Der Beklagte habe mit dem Betrieb eine gewerbliche Tätigkeit entfaltet. Die Tätigkeit sei auf nachhaltige Gewinnerzielung gerichtet gewesen, da sie dazu gedient habe, sein Eigentum zu erhalten und eine Vermietung der Halle an die GmbH wieder zu ermöglichen. Dem habe der Beklagte auch Rechnung getragen, indem er zum Wiederaufbau der Halle ein Gewerbe angemeldet habe. Abgesehen davon ließen auch die von ihm vorgetragenen steuerlichen Gesichtspunkte auf eine gewinnorientierte Motivation schließen. Darauf, ob tatsächlich Gewinn erzielt worden sei, komme es nicht an.

Der Betrieb habe gewerblich bauliche Leistungen erbracht, da der Wiederaufbau der Lagerhalle der Erstellung von Bauten aller Art i.S. von § 1 Abs. 2 Abschnitt I VTV zuzurechnen sei.

● ● ●

→ ARBEITSAUFTRAG: Geben Sie den Lesetext zur gewerblichen Tätigkeit des Beklagten vollständig und wortgetreu wieder.

● ● ●

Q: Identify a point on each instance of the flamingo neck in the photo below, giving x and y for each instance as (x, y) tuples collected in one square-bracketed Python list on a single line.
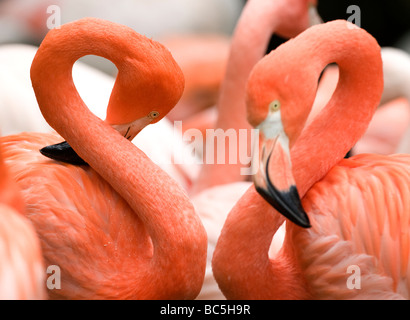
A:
[(9, 193), (335, 130), (241, 264), (177, 234)]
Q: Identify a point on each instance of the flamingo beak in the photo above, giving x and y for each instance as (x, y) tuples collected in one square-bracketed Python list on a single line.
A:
[(65, 153), (274, 179)]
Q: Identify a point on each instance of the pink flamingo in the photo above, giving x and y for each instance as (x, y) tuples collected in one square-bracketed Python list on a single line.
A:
[(219, 187), (22, 271), (119, 228), (258, 21), (358, 208)]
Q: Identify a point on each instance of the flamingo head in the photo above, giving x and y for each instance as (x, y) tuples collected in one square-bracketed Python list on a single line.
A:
[(145, 90), (278, 104), (149, 84)]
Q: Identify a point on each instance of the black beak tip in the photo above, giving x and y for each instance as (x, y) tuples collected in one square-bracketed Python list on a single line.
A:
[(287, 203), (62, 152)]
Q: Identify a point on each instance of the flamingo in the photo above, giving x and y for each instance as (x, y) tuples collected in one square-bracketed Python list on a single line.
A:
[(258, 21), (22, 270), (219, 187), (345, 213), (19, 110), (388, 131), (119, 228)]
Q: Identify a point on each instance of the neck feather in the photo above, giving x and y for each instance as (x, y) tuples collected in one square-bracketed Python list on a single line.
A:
[(158, 200), (335, 130)]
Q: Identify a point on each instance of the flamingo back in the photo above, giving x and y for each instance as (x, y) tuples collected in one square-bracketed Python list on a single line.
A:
[(86, 228), (360, 215)]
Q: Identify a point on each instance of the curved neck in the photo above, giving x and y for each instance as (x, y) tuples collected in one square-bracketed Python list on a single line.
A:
[(242, 249), (241, 264), (345, 118), (9, 192), (158, 200)]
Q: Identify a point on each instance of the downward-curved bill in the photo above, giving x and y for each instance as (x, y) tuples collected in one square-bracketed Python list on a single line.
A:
[(274, 179), (65, 153)]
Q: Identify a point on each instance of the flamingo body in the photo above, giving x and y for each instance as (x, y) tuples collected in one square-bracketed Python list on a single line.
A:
[(360, 217), (119, 228), (22, 271), (358, 208)]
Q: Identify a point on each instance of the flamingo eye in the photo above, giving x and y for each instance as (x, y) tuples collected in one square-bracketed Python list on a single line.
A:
[(153, 114), (274, 106)]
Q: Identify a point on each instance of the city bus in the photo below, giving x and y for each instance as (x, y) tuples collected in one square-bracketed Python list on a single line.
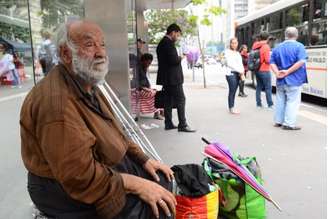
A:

● ● ●

→ SCHRIFTLICHE ANTWORT:
Der Beklagte habe mit dem Betrieb eine gewerbliche Tätigkeit entfaltet. Die Tätigkeit sei auf nachhaltige Gewinnerzielung gerichtet gewesen, da sie dazu gedient habe, sein Eigentum zu erhalten und eine Vermietung der Halle an die GmbH wieder zu ermöglichen. Dem habe der Beklagte auch Rechnung getragen, indem er zum Wiederaufbau der Halle ein Gewerbe angemeldet habe. Abgesehen davon ließen auch die von ihm vorgetragenen steuerlichen Gesichtspunkte auf eine gewinnorientierte Motivation schließen. Darauf, ob tatsächlich Gewinn erzielt worden sei, komme es nicht an.

Der Betrieb habe gewerblich bauliche Leistungen erbracht, da der Wiederaufbau der Lagerhalle der Erstellung von Bauten aller Art i.S. von § 1 Abs. 2 Abschnitt I VTV zuzurechnen sei.